» What is being asked: Print, exactly and with no pictures, the line containing "the woman in" and each line after it to the end of the entries below.

::: Entries shown

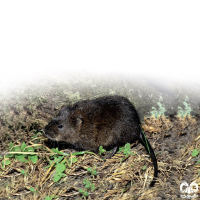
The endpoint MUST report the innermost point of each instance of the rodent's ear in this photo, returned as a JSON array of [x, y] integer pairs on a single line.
[[79, 120]]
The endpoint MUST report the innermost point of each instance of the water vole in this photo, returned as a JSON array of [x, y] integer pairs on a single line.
[[109, 121]]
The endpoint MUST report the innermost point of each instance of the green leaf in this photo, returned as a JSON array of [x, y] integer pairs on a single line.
[[23, 146], [22, 171], [195, 152], [58, 176]]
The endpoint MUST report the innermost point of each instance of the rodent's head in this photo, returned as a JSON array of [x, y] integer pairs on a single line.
[[65, 127]]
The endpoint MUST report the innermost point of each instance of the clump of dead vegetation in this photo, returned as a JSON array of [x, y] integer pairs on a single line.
[[30, 169]]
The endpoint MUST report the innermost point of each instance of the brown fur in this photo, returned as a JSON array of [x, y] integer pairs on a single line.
[[109, 121]]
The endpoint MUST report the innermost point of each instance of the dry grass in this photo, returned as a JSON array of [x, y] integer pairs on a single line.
[[172, 138]]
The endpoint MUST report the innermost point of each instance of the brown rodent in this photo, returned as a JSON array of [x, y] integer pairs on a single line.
[[109, 121]]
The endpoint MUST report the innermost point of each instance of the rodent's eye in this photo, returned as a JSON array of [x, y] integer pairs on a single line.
[[60, 126]]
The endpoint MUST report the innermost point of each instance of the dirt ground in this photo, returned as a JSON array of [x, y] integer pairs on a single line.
[[22, 119]]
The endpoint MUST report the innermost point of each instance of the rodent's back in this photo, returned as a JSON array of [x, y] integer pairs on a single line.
[[106, 121]]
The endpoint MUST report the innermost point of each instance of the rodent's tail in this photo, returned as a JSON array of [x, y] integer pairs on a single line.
[[149, 149]]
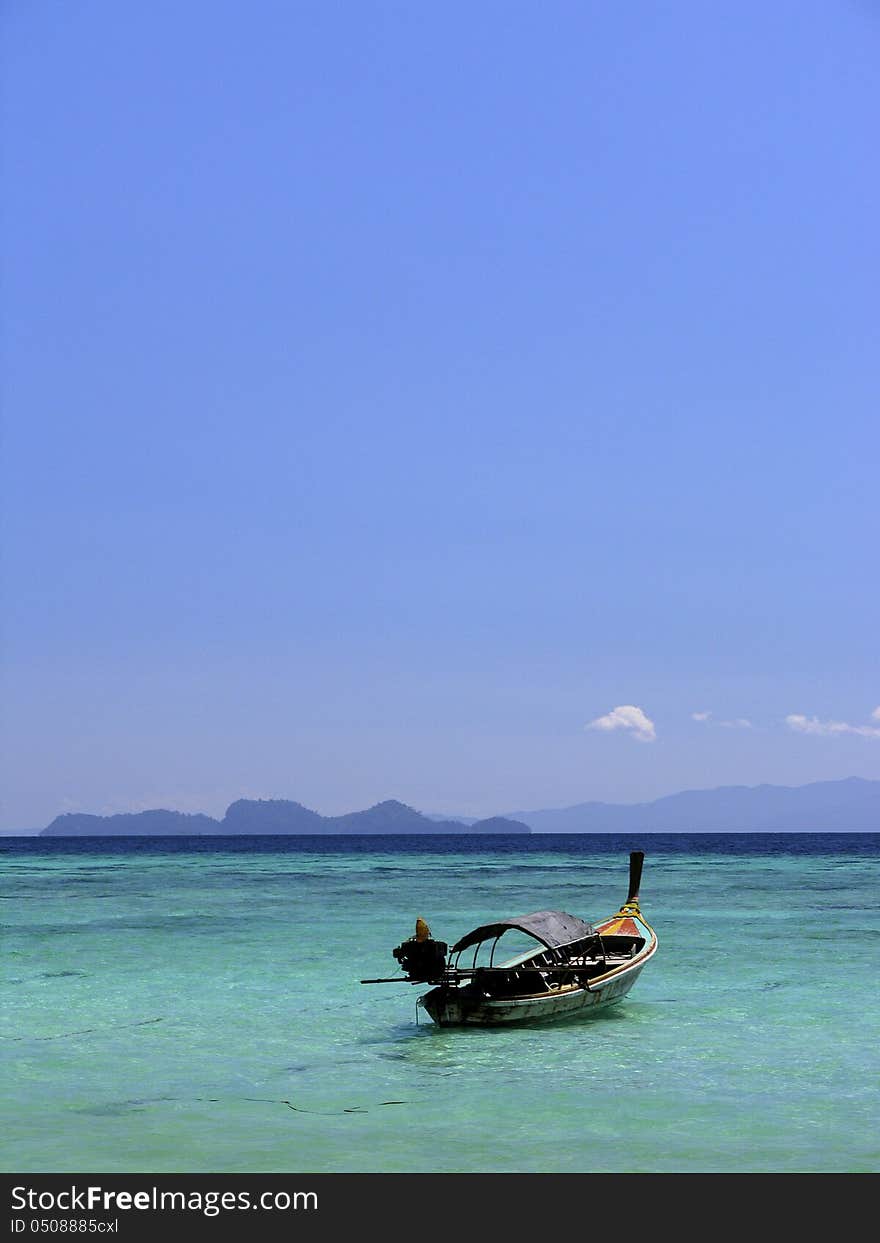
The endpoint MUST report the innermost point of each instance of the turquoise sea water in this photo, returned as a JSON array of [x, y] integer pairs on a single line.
[[194, 1004]]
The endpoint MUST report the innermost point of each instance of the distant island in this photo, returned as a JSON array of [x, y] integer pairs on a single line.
[[271, 817], [849, 806]]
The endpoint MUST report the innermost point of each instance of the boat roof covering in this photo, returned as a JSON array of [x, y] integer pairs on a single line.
[[551, 927]]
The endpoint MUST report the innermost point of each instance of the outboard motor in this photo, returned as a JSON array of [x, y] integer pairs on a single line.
[[421, 958]]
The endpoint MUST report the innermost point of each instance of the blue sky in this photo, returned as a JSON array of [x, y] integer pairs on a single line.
[[393, 390]]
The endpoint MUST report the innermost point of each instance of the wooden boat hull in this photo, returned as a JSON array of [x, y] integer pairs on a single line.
[[450, 1006]]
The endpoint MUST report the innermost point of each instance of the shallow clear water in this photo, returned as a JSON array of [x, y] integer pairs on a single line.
[[194, 1004]]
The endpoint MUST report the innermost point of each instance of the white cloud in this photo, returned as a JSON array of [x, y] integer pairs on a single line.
[[629, 717], [813, 725]]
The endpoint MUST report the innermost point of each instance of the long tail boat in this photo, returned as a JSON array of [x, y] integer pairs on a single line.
[[569, 967]]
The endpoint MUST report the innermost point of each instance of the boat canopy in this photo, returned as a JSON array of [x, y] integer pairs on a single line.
[[551, 929]]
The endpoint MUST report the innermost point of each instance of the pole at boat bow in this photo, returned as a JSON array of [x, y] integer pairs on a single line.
[[635, 860]]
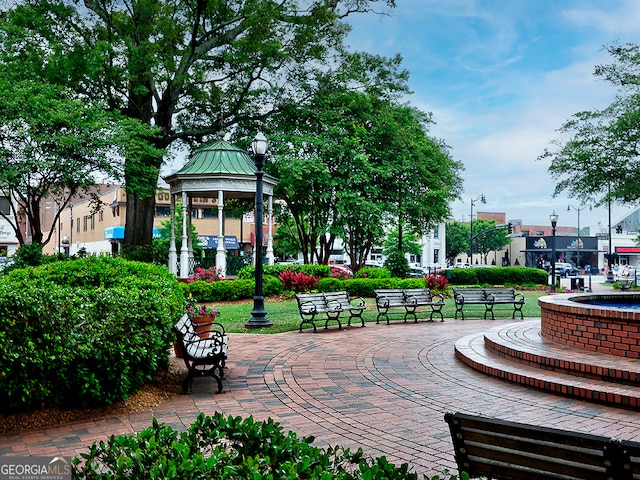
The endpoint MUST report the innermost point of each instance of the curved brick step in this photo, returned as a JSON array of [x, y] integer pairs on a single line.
[[522, 342], [472, 351]]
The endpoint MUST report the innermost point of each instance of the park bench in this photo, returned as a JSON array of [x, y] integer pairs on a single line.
[[627, 285], [489, 298], [202, 356], [331, 305], [409, 300], [503, 450]]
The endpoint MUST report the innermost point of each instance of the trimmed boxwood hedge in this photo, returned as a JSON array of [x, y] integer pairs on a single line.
[[231, 448], [83, 332], [243, 288], [497, 276]]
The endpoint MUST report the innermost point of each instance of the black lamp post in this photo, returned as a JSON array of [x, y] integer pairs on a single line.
[[579, 209], [473, 202], [610, 277], [259, 315], [554, 221]]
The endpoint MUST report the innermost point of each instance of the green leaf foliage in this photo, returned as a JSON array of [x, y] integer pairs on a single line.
[[600, 161], [83, 332], [497, 276]]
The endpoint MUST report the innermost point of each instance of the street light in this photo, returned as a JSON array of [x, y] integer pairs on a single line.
[[554, 221], [578, 242], [473, 202], [259, 315]]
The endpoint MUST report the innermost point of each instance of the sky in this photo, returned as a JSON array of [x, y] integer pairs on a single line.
[[500, 78]]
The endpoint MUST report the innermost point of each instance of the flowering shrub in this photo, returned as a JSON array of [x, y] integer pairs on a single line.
[[436, 282], [212, 274], [201, 311], [298, 281]]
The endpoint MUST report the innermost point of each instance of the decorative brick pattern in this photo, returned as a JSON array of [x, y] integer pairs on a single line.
[[589, 327]]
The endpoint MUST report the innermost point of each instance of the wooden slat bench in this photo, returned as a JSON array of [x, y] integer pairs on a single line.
[[331, 305], [627, 285], [503, 450], [202, 356], [409, 300], [354, 305], [489, 298]]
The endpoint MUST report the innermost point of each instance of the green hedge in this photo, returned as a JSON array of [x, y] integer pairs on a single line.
[[231, 290], [230, 448], [83, 332], [364, 287], [497, 276], [320, 271]]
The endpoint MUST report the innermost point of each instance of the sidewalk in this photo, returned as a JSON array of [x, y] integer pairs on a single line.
[[382, 388]]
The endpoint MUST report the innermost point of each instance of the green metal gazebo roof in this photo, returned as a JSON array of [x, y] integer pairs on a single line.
[[219, 157]]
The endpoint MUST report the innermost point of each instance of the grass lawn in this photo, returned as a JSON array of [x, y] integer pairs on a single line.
[[284, 314]]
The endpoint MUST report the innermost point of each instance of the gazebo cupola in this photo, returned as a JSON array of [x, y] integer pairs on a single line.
[[217, 170]]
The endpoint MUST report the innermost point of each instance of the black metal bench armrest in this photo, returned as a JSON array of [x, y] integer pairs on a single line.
[[308, 307], [359, 302]]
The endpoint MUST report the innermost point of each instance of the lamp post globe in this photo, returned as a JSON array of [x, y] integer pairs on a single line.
[[473, 202], [554, 221], [258, 318]]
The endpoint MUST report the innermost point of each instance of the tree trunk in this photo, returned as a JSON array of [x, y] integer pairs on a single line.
[[138, 233]]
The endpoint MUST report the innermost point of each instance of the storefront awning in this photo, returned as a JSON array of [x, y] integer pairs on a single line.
[[117, 233], [211, 242]]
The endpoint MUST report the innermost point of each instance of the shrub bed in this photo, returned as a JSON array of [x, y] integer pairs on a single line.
[[244, 287], [229, 448], [85, 332]]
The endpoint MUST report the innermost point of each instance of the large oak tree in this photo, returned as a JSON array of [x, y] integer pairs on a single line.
[[191, 69], [598, 157]]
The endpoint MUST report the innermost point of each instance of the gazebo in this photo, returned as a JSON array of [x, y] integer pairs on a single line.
[[217, 170]]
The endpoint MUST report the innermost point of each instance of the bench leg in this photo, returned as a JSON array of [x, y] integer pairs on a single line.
[[382, 313], [355, 314], [310, 321], [489, 309], [186, 384], [332, 317], [410, 310], [517, 307], [436, 309]]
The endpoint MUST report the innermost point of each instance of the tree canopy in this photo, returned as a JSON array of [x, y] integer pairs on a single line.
[[351, 159], [191, 70], [51, 146]]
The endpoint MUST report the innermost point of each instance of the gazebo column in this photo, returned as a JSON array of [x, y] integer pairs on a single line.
[[173, 253], [221, 252], [270, 256], [184, 249], [189, 236]]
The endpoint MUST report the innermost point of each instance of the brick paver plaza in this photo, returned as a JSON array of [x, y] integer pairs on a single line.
[[382, 388]]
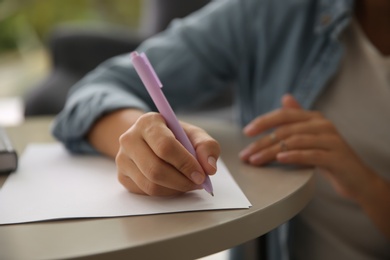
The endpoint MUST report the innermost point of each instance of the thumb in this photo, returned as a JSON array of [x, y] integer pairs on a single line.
[[288, 101]]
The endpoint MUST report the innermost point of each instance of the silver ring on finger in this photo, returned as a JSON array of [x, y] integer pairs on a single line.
[[283, 146]]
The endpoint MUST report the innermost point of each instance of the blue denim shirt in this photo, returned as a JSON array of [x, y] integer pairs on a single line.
[[266, 47]]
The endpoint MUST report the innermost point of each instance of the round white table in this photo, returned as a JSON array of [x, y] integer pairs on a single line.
[[277, 194]]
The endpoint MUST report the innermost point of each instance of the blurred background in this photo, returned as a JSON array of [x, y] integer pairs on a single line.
[[47, 45], [25, 29]]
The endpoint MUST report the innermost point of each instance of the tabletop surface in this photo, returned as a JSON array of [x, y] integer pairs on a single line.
[[276, 194]]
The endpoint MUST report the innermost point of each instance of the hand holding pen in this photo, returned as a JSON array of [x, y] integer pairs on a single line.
[[153, 161]]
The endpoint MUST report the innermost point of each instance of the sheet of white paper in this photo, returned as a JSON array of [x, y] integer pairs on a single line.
[[53, 184]]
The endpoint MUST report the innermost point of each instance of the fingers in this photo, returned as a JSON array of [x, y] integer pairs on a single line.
[[207, 148], [278, 118], [151, 160], [139, 183], [264, 149], [288, 101]]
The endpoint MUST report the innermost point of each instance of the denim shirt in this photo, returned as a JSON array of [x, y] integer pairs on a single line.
[[266, 47]]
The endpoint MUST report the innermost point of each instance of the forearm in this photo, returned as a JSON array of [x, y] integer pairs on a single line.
[[104, 134]]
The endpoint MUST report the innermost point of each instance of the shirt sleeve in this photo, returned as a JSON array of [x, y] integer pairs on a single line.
[[195, 58]]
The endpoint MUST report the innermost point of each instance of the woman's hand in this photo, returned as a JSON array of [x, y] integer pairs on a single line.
[[307, 138], [151, 161]]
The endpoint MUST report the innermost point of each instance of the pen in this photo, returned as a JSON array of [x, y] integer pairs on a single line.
[[153, 86]]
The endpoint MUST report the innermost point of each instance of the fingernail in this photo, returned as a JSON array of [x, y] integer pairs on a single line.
[[256, 158], [244, 154], [197, 177], [213, 162]]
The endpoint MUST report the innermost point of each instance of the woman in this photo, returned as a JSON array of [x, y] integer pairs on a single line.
[[332, 56]]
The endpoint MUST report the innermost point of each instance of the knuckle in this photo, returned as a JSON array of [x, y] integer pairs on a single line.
[[186, 167], [155, 174], [163, 147], [151, 189]]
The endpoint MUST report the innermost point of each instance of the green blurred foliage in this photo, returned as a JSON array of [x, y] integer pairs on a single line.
[[40, 16]]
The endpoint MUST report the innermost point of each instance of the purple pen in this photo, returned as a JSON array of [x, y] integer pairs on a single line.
[[153, 86]]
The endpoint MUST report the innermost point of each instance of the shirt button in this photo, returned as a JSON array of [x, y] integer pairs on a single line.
[[326, 19]]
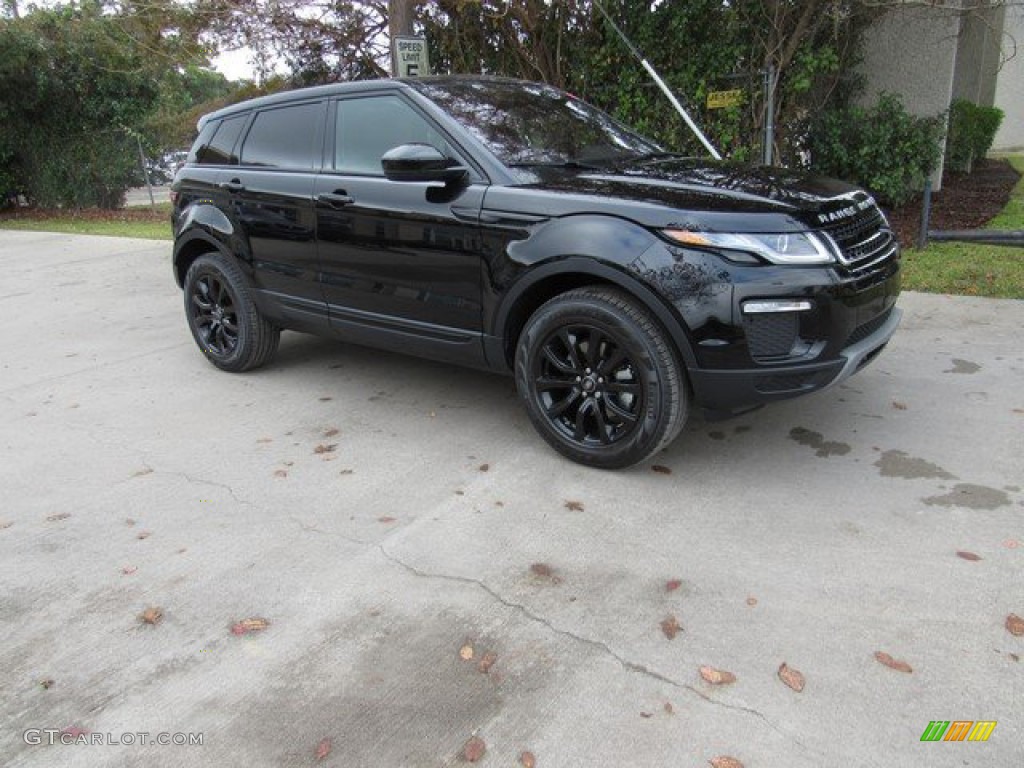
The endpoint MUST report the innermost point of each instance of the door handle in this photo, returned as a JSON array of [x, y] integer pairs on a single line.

::::::

» Solution:
The endpoint MUST report the innermost point of each instance of the woman in this photo, returned as a JSON array of [x, y] integer pairs on a single line.
[[332, 56]]
The endpoint MUST report the innermost point of each instance of the knuckle in this photo, returned as a JSON array of [x, y] integer pairs on a single line.
[[186, 167], [155, 174], [163, 147], [151, 189]]
The endpoint MUST report the innermost point of each instance of the green blurred foliage in this photo, returned as a JSON array of [x, y] integer pairs on a single line.
[[40, 16]]
The endpoint MUST report the innermost point of each instance of the purple pen in this photo, returned as a JSON array of [x, y] integer pairs on a single line.
[[153, 86]]
The endpoint MUST report the innermost point of each instance of the shirt button in this photo, returned as a JSON array of [x, y] integer pairs on a single line.
[[326, 19]]
The endpoint MUST report the innermost point of each instance of the door handle in this photo, returned as a JSON array of [x, y] integer pairs on a single line.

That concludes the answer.